:: Short problem A ::
Repeat, word for word, everything in the system safety post from "May 13, 2012" down to "learn from failure.".
:: Short problem B ::
According to the system safety post, how many people died when Chalk's Ocean Airways flight 101 crashed?
:: Short problem C ::
Please pick up the system safety post after its last sentence and keep writing.

:: Text shown ::

○ ○ ○

Current issues, opinions, and mini-tutorials on system safety.
Readings in System Safety and Upcoming Events are also provided on this page.
May 13, 2012
Terry Hardy
In the book Being Wrong: Adventures in the Margin of Error the author Kathryn Schulz discusses how hard it is to admit we make mistakes, even though we make mistakes all the time. Schulz states that, generally, instead of admitting to and analyzing our errors, we instead figure out ways to lay blame for our errors on someone else. Alternatively, we come up with elaborate explanations describing how we might have been wrong, but only because of some circumstance (we were “almost” right.). And we are quick to forget our mistakes, while remembering vividly when we were right. Schulz points out that this failure to acknowledge and learn from our errors is a cultural failing. She states that this “error blindness” explains a lot of our inability to learn from failure.
Not all mistakes are of course bad, as we may gain insight from small failures. But some mistakes, such as those that result in a loss of lives in an accident, are clearly unacceptable. This is why in system safety we must always be aware that, no matter how good a job we do in designing our systems, or how good we think our analyses are, we will never be good enough, and often we will not get our engineering and our safety analyses right. Our analyses will be flawed, our designs will incorporate unrealistic assumptions, and our products will fail. Software will be designed using invalid or misinterpreted requirements. Our components will fail before we expect them to. The operational environments will be unexpected. And, because building complex technologies is a human endeavor, people will make mistakes at every step of the development process through intentional and unintentional actions. Therefore, engineers and managers should try to design in safety whenever possible. And even when organizations take the approach of designing in safety through inherently safer designs, those organizations should anticipate failure and prepare emergency systems to respond to those bad days.
Most importantly, we must implement and embrace systems and approaches to learn from failure and problems. A failure to learn from our mistakes may lead to accidents (or to a repeat of a previous accident). For example, on December 19, 2005, an amphibious airplane operated by Flying Boat, Inc., doing business as Chalk’s Ocean Airways flight 101, crashed into the shipping channel adjacent to the Port of Miami, Florida shortly after takeoff. All 20 people aboard, including 18 passengers and 2 crew members, were killed in the crash. The NTSB found that the airplane’s right wing had separated during flight. The probable root cause was 1) the failure of the Chalk’s Ocean Airways maintenance program to identify and properly repair fatigue cracks in the right wing and 2) the failure of the Federal Aviation Administration (FAA) to detect and correct deficiencies in the company’s maintenance program. The NTSB report noted that flight logs had documented numerous fuel leak discrepancies on the airplane that crashed. These fuel leaks were always resolved, but would then mysteriously reappear, according to the report. The NTSB noted that the fuel leaks were near the area where the right wing separated, and were probably indicators of structural damage that ultimately led to the loss of the airplane. The NTSB also stated that pilots had reported skin cracks. The accident report stated that had an in-depth investigation of the cracks and the fuel leaks been conducted, the operator probably would have discovered significant structural damage inside of the wing. The report stated, “Correction of that structural damage not only would have corrected the leaks but also would have prevented the accident.”

○ ○ ○

:: Supplied data ::
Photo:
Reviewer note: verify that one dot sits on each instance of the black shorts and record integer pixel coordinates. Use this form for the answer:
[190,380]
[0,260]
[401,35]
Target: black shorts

○ ○ ○

:: Written reply A ::
May 13, 2012
Terry Hardy
In the book Being Wrong: Adventures in the Margin of Error the author Kathryn Schulz discusses how hard it is to admit we make mistakes, even though we make mistakes all the time. Schulz states that, generally, instead of admitting to and analyzing our errors, we instead figure out ways to lay blame for our errors on someone else. Alternatively, we come up with elaborate explanations describing how we might have been wrong, but only because of some circumstance (we were “almost” right.). And we are quick to forget our mistakes, while remembering vividly when we were right. Schulz points out that this failure to acknowledge and learn from our errors is a cultural failing. She states that this “error blindness” explains a lot of our inability to learn from failure.

:: Written reply B ::
All 20 people aboard were killed: 18 passengers and 2 crew members.

:: Written reply C ::
In the words of Kathryn Schulz, “If you really want to be right you have to start by acknowledging your fallibility, deliberately seeking out your mistakes, and figuring out what caused you to make them.” In other words, we must accept that it is likely that we could be in error, and be open to what may have led to such errors. This means that management must encourage chronic unease, where there is a feeling throughout the organization that the next accident is just around the corner. Organizations must develop a reporting culture where problems are recorded and used in decision making. And organizations should implement effective closed-loop anomaly reporting and corrective action systems. In short, we have to have a healthy respect for the dangers and risks of the systems we design, and understand that we too can be wrong.
Schulz, K., Being Wrong: Adventures in the Margin of Error, Ecco, 2010.
U.S. National Transportation Safety Board, In-flight Separation of Right Wing, Flying Boat, Inc. (doing business as Chalk's Ocean Airways) Flight 101, Grumman Turbo Mallard (G-73T), N2969, Port of Miami, Florida, December 19, 2005. Aircraft Accident Report NTSB/AAR-07/04, May 30, 2007.
April 3, 2012
Terry Hardy
At the IET System Safety Conference in Birmingham, England, in September 2011 Nick Holmes-Mackie presented an excellent paper that included some common criticisms of system safety and system safety practitioners. I thought it might be worth examining some of these criticisms to see if they are valid and to determine how we might address these concerns. Note that the phrasing of the criticisms and the responses and discussions that follow are mine, not Mr. Holmes-Mackie’s, and I encourage readers to also read his paper for a different perspective.
System safety is an expensive waste of effort and does not deliver value.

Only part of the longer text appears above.